Task statement - Reproduce verbatim the stretch of the material from the line containing "Mark the gravel" through the final line of the material. Output only those lines.

Extracted records -
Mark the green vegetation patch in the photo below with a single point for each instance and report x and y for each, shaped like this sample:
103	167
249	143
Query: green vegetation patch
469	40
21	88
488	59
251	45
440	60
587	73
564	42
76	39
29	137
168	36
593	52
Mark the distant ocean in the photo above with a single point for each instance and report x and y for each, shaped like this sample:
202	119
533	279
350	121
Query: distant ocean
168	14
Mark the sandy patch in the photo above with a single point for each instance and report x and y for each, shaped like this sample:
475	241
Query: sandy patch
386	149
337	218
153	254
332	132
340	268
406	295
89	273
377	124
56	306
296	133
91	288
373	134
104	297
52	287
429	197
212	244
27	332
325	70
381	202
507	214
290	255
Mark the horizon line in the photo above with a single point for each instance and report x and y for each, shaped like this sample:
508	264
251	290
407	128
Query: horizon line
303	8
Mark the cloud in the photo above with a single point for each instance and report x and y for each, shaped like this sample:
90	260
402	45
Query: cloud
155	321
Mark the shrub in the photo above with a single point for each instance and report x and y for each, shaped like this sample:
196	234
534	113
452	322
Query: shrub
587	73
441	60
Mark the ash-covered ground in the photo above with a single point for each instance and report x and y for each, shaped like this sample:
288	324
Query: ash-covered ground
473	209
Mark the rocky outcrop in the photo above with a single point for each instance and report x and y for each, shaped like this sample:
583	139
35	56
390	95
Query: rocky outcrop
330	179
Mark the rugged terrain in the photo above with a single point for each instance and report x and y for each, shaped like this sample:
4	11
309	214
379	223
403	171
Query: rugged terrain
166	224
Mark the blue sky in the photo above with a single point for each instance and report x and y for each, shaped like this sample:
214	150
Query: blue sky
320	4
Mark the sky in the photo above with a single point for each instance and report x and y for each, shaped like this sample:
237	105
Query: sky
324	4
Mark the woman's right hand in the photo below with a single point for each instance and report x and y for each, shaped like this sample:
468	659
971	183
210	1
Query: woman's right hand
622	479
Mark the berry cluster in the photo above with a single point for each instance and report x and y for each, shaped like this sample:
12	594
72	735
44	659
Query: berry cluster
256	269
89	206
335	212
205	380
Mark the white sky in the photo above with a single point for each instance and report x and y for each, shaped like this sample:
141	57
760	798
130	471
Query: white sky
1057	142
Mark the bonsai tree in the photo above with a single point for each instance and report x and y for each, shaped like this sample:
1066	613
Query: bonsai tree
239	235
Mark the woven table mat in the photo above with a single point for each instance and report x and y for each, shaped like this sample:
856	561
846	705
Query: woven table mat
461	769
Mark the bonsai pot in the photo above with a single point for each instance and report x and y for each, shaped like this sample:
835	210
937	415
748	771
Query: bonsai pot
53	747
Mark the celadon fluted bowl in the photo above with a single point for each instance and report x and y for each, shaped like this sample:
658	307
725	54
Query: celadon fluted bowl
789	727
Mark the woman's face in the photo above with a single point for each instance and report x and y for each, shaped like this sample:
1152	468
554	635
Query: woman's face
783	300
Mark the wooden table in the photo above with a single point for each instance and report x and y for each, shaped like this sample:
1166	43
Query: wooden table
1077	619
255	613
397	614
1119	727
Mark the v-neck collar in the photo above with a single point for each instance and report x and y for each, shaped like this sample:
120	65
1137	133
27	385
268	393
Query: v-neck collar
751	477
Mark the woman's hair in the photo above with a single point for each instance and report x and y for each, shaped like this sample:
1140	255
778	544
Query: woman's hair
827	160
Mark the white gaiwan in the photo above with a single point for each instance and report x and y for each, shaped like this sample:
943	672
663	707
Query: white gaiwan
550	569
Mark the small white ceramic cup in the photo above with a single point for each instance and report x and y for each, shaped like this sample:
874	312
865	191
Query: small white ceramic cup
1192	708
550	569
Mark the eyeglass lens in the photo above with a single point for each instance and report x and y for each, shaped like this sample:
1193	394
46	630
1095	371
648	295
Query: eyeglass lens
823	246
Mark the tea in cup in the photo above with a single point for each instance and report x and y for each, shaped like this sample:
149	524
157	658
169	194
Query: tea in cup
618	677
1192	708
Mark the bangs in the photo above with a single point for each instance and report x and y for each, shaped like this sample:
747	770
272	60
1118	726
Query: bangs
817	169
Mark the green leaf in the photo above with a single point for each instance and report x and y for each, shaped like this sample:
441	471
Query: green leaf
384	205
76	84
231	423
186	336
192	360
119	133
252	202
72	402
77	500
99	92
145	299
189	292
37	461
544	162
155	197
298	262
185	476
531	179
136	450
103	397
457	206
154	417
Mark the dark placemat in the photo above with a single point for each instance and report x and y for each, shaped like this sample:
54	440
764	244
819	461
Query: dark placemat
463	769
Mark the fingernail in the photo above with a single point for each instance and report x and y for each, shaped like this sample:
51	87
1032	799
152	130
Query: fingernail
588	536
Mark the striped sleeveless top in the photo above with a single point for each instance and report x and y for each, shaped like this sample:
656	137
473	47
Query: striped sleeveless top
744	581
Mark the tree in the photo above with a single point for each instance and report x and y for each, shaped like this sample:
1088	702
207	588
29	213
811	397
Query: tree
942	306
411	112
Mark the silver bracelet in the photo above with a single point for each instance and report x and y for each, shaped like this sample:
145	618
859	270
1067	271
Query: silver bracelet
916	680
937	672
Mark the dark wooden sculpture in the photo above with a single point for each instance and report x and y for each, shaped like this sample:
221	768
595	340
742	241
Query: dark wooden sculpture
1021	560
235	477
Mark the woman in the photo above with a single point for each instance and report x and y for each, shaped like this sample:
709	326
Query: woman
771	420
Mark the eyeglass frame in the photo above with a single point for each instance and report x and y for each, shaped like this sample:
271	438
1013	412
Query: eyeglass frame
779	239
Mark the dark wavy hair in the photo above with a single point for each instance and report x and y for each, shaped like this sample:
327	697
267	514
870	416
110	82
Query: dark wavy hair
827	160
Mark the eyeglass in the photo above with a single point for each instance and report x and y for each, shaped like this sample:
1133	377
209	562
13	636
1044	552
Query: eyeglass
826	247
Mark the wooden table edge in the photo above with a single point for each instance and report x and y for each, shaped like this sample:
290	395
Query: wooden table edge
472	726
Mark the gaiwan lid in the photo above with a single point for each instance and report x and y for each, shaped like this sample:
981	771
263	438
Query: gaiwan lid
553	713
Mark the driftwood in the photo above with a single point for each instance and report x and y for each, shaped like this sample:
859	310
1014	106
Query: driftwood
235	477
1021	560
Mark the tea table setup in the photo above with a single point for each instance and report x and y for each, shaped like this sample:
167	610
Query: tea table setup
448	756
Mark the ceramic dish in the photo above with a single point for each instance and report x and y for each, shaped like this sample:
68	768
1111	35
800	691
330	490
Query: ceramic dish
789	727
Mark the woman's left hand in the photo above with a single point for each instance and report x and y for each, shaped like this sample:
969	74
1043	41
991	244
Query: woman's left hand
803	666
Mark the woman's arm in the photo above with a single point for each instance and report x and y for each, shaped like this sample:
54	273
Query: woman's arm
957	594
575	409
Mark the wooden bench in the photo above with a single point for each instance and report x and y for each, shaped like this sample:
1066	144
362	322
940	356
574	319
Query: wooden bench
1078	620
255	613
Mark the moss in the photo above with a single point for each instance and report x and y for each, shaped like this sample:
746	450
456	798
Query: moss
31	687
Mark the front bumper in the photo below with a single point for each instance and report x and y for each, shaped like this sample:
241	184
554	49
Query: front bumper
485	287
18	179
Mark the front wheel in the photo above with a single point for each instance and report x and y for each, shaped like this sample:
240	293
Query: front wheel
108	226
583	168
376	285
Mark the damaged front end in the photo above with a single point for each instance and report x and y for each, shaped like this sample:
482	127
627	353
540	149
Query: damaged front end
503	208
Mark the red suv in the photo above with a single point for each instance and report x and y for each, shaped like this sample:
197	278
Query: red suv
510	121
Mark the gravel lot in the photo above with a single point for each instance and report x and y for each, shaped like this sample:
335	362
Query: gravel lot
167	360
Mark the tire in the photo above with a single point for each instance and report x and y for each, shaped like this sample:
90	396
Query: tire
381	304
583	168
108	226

The output -
Mark the gravel lot in the photo above with a single point for each instance and report x and y for each, shaped like this sample:
335	362
Query: gravel lot
167	360
Mark the tire in the photo above with a single point for each instance and report x and y for each, shaped like this sample:
90	396
Query: tire
381	304
583	168
108	226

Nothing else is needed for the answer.